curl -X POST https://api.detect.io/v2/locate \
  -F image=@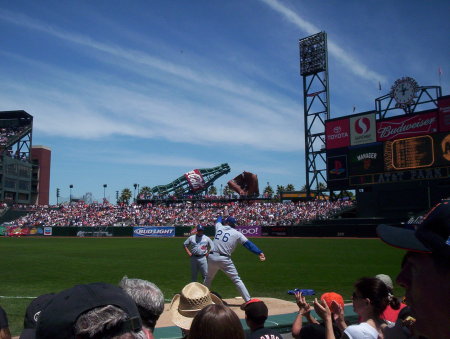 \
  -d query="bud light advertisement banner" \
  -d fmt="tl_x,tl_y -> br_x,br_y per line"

* * * *

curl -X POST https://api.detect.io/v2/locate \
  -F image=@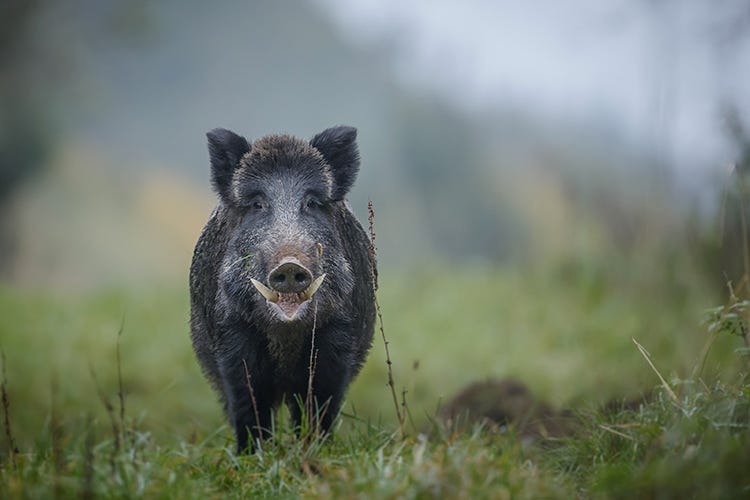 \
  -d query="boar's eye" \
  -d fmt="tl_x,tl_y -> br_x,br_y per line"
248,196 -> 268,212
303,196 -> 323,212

* * * *

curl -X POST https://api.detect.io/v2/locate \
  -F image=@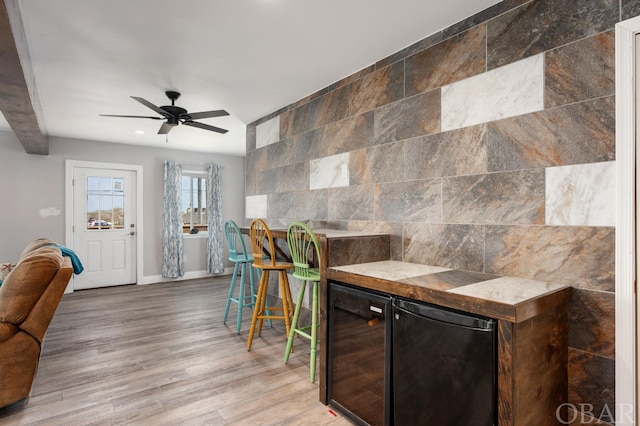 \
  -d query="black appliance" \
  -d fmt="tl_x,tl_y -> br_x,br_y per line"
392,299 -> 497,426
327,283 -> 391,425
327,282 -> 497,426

* * * *

DIRECTIVE -
Find every line in the listing above that contains the string "query", with case counting, and copy each of those lines.

OUTPUT -
  -d query="bud light advertisement banner" \
  -d query="boar's eye" \
  -d query="black appliance" \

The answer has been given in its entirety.